(Region pointing data)
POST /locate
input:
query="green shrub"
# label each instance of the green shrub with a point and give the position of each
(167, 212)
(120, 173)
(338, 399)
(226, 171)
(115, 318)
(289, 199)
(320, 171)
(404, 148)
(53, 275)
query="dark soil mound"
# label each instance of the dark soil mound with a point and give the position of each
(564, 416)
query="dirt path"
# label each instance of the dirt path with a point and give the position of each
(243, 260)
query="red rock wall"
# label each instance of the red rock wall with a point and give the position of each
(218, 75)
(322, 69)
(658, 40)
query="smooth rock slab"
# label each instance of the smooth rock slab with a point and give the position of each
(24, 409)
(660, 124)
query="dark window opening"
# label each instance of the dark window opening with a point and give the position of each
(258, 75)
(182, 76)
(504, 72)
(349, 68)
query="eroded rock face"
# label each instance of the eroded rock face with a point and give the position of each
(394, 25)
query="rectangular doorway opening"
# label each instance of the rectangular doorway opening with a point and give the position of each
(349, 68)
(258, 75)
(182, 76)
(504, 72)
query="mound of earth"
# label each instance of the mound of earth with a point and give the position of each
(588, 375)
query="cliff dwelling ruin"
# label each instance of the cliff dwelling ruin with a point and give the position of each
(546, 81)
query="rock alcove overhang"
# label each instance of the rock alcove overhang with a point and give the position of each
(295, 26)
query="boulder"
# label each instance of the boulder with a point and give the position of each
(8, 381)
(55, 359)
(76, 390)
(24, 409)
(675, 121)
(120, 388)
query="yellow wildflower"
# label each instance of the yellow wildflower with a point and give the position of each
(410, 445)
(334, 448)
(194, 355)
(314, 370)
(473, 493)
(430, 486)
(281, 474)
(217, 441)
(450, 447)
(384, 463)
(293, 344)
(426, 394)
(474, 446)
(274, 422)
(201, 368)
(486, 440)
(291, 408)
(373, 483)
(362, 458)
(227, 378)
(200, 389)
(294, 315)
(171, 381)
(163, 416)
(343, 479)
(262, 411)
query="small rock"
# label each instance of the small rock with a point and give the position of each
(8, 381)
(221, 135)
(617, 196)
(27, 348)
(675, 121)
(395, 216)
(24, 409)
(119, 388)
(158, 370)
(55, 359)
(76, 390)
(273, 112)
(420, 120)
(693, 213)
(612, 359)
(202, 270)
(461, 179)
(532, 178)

Task goal >> Copy the entries above exactly, leaving none out.

Your response >>
POST /locate
input:
query="green shrub"
# label each instance of the green shrub with a point and give the position of each
(167, 212)
(120, 173)
(338, 399)
(226, 171)
(115, 318)
(289, 199)
(320, 171)
(404, 148)
(53, 275)
query="dark soil mound"
# label each instance of the dark soil mound with a point and give the position of each
(564, 416)
query="dirt path"
# label each instance of the dirt path with a point and give the position of each
(243, 260)
query="red rock wall"
# label each instance of the red rock wall with a point and give the position of each
(218, 75)
(322, 69)
(658, 40)
query="smooth rock slab"
# label each instance of the smooth rock slab with a point and give the position of each
(24, 409)
(660, 124)
query="dark window opening"
# label each instance of the dark window opening with a point and give the position of each
(258, 75)
(182, 76)
(504, 72)
(349, 68)
query="eroded rock face"
# label each instance of the eroded rock face with a point and give the position of each
(394, 25)
query="rectangular doorway opening"
# label each instance of the rectangular doorway opening with a point and give the position of each
(349, 68)
(258, 75)
(182, 76)
(504, 72)
query="mound of earth"
# label each instance of the mound of earth with a point and give the position of each
(588, 375)
query="cliff dwelling ruin"
# label each instance of the cliff dwelling ruin with a point and give the position of each
(546, 81)
query="rock alcove overhang"
# label each instance of the rock alcove overhang with a point and give the position of each
(295, 26)
query="boulder"
# label each instance of the boulder with a point and give the position of each
(8, 381)
(55, 359)
(76, 390)
(24, 409)
(675, 121)
(120, 388)
query="yellow wildflower"
# label each instance of the yellow wildflower with a point and give the position of each
(410, 445)
(334, 448)
(194, 355)
(314, 370)
(473, 493)
(430, 486)
(281, 474)
(217, 441)
(450, 447)
(384, 463)
(293, 344)
(426, 394)
(474, 446)
(274, 422)
(201, 368)
(486, 440)
(291, 408)
(373, 483)
(362, 458)
(227, 378)
(200, 389)
(294, 315)
(171, 381)
(163, 416)
(343, 479)
(262, 411)
query="small rock"
# label each instance of the small rock with a point and give the position of each
(8, 381)
(221, 135)
(617, 196)
(27, 348)
(675, 121)
(395, 216)
(24, 409)
(119, 388)
(158, 370)
(55, 359)
(76, 390)
(273, 112)
(420, 120)
(693, 213)
(612, 359)
(202, 270)
(461, 179)
(532, 178)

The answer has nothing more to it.